SHARE

istimewa

Rokok memakan anggaran

Saat ini, terdapat sejumlah 70 juta masyarakat Indonesia yang mengonsumsi tembakau, dengan 68,9 juta di antaranya yang merupakan perokok aktif.

Kebiasaan merokok di kalangan masyarakat bukan hanya dilakukan oleh orang dewasa. Berdasarkan data Riset Kesehatan Dasar (Riskesdas) 2013, prevalensi perokok pada usia 10 hingga 18 tahun berjumlah 7,2 persen, naik menjadi 9,1 persen pada 2018.

Berdasarkan penelitian, Indonesia sendiri memiliki rataan usia pengidap kanker paru-paru lima sampai sepuluh tahun lebih muda dibandingkan dengan luar negeri.

Tembakau juga berpengaruh kepada tahun hidup yang disesuaikan dengan disabilitas atau disability-adjusted life years (DALYs) sebanyak 64,99 persen, serta berpengaruh pada 66,52 persen kematian akibat kanker trakea, bronkus, dan paru-paru.

Data Survei Sosial Ekonomi Nasional (Susenas) pada 2021 melaporkan pengeluaran keluarga untuk konsumsi rokok tiga kali lebih banyak daripada pengeluaran untuk belanja protein, dimana belanja rokok menempati porsi pengeluaran terbesar kedua di rumah tangga miskin sebesar 11,9 persen, baik di rumah tangga perkotaan maupun perdesaan.

Kementerian Kesehatan (Kemenkes) menyatakan sebagian besar pasien kanker di Indonesia memeriksakan dirinya saat kanker sudah dalam stadium lanjut. Hal tersebut juga mengakibatkan pembiayaan yang dihabiskan untuk mengobati kanker lebih banyak, dibandingkan dengan pengobatan pada stadium awal.

▶ Bahan yang Tersedia:
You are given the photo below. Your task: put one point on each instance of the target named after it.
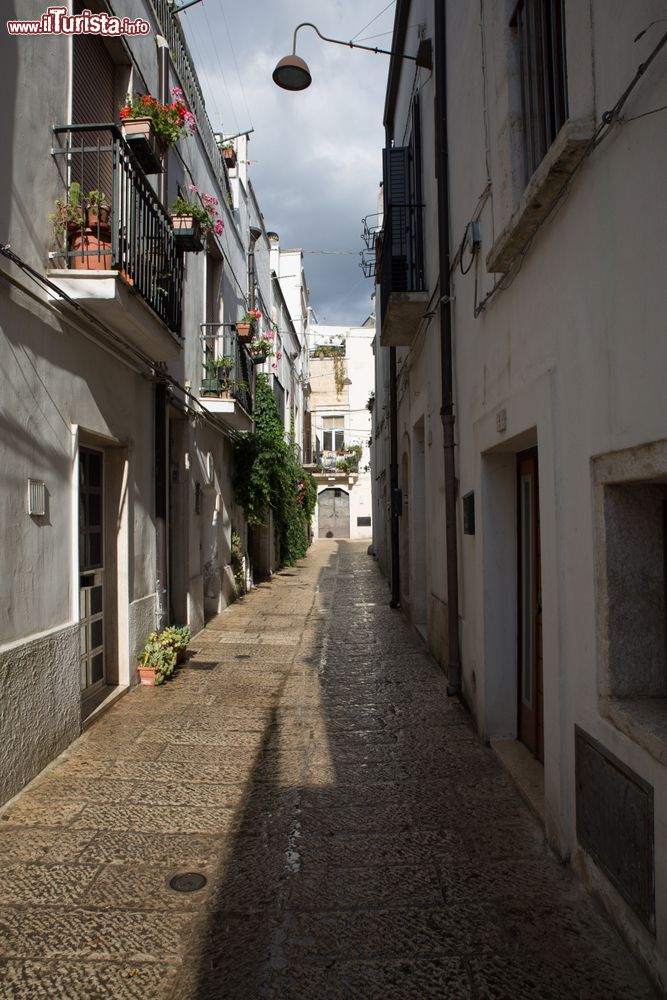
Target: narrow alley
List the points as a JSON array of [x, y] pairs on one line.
[[356, 839]]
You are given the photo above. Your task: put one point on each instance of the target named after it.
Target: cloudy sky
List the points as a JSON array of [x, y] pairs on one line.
[[316, 159]]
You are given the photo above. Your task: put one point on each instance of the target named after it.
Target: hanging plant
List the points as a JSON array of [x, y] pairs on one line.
[[268, 474]]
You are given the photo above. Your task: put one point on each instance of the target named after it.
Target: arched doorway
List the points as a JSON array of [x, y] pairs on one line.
[[333, 519]]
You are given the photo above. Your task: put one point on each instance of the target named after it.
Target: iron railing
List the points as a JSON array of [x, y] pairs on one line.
[[180, 54], [236, 376], [401, 251], [137, 240]]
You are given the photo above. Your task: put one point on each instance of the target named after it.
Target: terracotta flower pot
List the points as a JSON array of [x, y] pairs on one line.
[[187, 233], [98, 215], [147, 676], [90, 253], [244, 332]]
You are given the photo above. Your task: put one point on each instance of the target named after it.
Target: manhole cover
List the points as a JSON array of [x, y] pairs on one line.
[[188, 882]]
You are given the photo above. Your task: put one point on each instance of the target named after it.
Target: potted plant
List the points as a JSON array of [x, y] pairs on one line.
[[98, 212], [221, 368], [87, 249], [245, 328], [150, 127], [192, 219], [219, 371], [261, 348], [229, 155], [68, 216], [157, 662]]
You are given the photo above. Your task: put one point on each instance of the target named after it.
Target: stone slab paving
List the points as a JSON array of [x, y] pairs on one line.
[[358, 842]]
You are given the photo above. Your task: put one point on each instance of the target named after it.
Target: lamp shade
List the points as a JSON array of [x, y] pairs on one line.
[[292, 73]]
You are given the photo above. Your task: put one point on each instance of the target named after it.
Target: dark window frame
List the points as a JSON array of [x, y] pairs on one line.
[[539, 30]]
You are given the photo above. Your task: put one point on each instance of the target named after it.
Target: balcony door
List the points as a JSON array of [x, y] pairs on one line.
[[530, 698], [91, 571], [93, 101]]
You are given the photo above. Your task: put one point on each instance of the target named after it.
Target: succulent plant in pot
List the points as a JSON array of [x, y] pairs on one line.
[[98, 212], [158, 660]]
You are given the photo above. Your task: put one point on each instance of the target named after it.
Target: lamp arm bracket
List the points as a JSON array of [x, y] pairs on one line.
[[352, 45]]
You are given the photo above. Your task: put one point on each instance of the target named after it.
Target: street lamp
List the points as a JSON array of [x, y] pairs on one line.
[[292, 72]]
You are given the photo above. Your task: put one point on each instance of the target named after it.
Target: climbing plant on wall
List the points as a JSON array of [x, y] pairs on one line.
[[268, 474]]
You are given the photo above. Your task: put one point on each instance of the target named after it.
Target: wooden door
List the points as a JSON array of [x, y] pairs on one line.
[[333, 514], [529, 603]]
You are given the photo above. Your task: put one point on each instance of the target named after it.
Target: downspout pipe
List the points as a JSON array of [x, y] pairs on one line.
[[160, 410], [446, 352], [393, 484], [163, 97], [255, 234]]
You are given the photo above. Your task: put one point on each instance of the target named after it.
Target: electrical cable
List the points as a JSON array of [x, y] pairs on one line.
[[384, 9], [236, 65]]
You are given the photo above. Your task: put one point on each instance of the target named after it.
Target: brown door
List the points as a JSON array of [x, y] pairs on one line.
[[531, 713], [333, 513]]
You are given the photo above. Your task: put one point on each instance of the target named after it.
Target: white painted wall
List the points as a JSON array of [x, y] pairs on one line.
[[351, 404], [570, 350], [62, 384]]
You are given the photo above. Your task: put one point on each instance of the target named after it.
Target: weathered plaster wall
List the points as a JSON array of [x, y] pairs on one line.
[[39, 707]]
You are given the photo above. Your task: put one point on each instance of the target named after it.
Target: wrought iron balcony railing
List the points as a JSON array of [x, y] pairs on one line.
[[132, 235], [227, 368]]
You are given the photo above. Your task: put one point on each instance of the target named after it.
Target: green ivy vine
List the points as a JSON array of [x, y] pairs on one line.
[[268, 474]]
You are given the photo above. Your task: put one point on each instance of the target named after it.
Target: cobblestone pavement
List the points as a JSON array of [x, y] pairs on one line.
[[358, 841]]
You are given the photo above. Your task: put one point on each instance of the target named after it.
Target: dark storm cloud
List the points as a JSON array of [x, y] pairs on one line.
[[316, 155]]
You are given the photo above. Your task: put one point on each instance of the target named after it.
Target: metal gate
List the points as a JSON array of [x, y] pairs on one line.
[[333, 514]]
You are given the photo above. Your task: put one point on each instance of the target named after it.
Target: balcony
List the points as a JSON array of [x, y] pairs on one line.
[[118, 257], [227, 379], [403, 298]]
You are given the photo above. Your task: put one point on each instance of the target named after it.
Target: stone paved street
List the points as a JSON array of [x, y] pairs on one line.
[[358, 841]]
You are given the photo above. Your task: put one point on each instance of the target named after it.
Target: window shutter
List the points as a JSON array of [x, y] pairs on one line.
[[92, 101]]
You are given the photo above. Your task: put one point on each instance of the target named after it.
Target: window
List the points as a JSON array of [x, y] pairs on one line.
[[539, 27], [333, 433]]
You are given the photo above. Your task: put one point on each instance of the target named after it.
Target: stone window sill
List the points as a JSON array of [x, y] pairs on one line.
[[643, 720], [541, 193]]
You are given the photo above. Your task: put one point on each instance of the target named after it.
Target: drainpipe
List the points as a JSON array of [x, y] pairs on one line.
[[160, 423], [255, 234], [161, 562], [393, 484], [163, 96], [445, 313]]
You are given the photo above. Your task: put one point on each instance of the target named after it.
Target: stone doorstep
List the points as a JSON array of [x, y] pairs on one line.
[[525, 771]]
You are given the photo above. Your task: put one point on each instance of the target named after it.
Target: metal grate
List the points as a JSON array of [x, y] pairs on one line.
[[138, 240], [36, 498], [539, 26]]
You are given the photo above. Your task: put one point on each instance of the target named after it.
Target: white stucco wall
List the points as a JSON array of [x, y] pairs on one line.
[[567, 354]]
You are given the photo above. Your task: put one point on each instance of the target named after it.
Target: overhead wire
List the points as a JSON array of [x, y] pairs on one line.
[[608, 120], [211, 37], [236, 65], [384, 9]]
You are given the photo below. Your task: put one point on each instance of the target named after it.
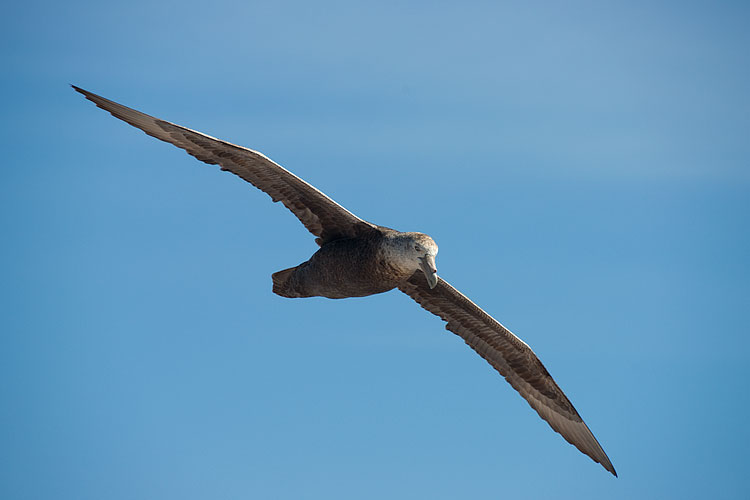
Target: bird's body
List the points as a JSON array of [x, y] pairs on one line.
[[357, 258], [350, 267]]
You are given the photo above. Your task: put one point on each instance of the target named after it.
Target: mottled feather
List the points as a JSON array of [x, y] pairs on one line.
[[510, 356], [330, 222], [322, 216]]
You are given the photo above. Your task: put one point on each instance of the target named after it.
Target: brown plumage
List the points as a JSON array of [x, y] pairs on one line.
[[357, 258]]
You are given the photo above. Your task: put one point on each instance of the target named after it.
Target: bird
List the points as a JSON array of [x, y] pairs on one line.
[[357, 258]]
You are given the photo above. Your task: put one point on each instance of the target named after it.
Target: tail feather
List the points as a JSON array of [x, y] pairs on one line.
[[281, 282]]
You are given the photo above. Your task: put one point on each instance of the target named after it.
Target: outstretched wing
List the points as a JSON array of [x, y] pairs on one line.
[[511, 357], [322, 216]]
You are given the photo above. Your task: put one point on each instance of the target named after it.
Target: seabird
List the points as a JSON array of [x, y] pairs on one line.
[[357, 258]]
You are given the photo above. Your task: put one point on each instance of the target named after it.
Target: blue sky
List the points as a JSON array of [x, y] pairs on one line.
[[584, 168]]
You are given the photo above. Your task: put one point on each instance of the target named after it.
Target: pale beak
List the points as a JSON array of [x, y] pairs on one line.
[[427, 263]]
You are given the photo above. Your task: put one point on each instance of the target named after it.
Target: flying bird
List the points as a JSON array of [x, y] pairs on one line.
[[357, 258]]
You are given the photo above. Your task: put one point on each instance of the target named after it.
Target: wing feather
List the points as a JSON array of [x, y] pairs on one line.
[[322, 216], [510, 356]]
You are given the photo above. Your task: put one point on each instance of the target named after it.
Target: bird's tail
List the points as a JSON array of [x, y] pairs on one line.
[[281, 285]]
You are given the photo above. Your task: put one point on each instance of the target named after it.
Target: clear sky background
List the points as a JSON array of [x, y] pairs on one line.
[[585, 169]]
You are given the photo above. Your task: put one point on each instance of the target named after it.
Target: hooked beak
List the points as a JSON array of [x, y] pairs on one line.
[[427, 263]]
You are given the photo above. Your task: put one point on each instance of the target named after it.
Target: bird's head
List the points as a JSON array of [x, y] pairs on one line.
[[417, 252]]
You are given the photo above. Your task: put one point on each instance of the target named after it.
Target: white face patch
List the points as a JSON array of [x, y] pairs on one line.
[[405, 250]]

▶ Tujuan Latihan: Salin kata demi kata sebagian teks tentang rokok di atas. Mulailah dari bagian yang memuat "Rokok memakan anggaran" dan berhenti setelah "bronkus, dan paru-paru.".

▶ Jawaban Anda:
Rokok memakan anggaran

Saat ini, terdapat sejumlah 70 juta masyarakat Indonesia yang mengonsumsi tembakau, dengan 68,9 juta di antaranya yang merupakan perokok aktif.

Kebiasaan merokok di kalangan masyarakat bukan hanya dilakukan oleh orang dewasa. Berdasarkan data Riset Kesehatan Dasar (Riskesdas) 2013, prevalensi perokok pada usia 10 hingga 18 tahun berjumlah 7,2 persen, naik menjadi 9,1 persen pada 2018.

Berdasarkan penelitian, Indonesia sendiri memiliki rataan usia pengidap kanker paru-paru lima sampai sepuluh tahun lebih muda dibandingkan dengan luar negeri.

Tembakau juga berpengaruh kepada tahun hidup yang disesuaikan dengan disabilitas atau disability-adjusted life years (DALYs) sebanyak 64,99 persen, serta berpengaruh pada 66,52 persen kematian akibat kanker trakea, bronkus, dan paru-paru.